**Stated task**
Rewrite the records from the line with "Target: **person's back**" through the end of the records, swapping "vertex pairs" for "coordinate pairs" and keeping everything else the same.

**Provided entries**

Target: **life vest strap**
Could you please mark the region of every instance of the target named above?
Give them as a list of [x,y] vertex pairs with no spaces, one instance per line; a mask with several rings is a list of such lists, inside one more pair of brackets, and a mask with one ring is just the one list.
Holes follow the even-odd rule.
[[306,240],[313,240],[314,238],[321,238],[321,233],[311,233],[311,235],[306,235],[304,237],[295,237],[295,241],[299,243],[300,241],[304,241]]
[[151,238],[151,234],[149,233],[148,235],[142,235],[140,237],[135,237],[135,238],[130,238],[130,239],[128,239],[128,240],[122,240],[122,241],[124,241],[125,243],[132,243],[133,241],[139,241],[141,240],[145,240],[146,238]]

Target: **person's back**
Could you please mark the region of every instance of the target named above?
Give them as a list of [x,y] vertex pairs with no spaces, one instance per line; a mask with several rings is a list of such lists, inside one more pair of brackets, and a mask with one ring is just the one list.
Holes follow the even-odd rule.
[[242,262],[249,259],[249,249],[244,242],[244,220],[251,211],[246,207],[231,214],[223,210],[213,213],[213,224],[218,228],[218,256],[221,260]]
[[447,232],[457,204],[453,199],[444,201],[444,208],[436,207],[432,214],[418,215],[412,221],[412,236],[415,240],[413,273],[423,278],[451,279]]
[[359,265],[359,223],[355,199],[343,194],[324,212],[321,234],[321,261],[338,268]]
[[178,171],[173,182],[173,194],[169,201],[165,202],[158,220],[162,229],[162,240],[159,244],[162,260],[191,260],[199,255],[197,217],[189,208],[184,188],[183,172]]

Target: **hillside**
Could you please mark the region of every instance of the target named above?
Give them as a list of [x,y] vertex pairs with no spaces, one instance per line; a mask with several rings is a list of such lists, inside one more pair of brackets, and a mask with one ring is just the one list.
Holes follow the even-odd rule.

**Finished task**
Target: **person's back**
Could you please mark the region of every instance of the target named above?
Give them as a list of [x,y] coordinate pairs with no spaces, one instance per line; a mask with several rings is a list of such lists, inside one more pair of brackets, and a mask with one ring is just the one list.
Holes follow the even-odd rule.
[[242,262],[249,259],[249,249],[244,242],[244,220],[251,211],[246,207],[231,214],[223,210],[213,213],[213,224],[218,228],[218,256],[221,260]]
[[447,232],[457,204],[453,199],[444,201],[444,208],[436,207],[432,214],[418,215],[412,221],[412,236],[415,240],[413,273],[423,278],[451,279]]
[[359,265],[359,223],[355,199],[343,194],[324,212],[321,234],[321,261],[338,268]]
[[178,171],[173,182],[173,194],[169,201],[165,202],[158,220],[162,229],[162,240],[159,244],[162,260],[191,260],[199,255],[197,217],[189,208],[184,188],[183,172]]

Target: **hillside**
Could you please mark the region of every instance of the target named above?
Give them as a list of [x,y] coordinate pairs with no spaces, one instance per line; a mask with several rings is a list of such lists, inside one more pair of brackets, and a mask with one ring is just the one list.
Holes follow the even-odd rule.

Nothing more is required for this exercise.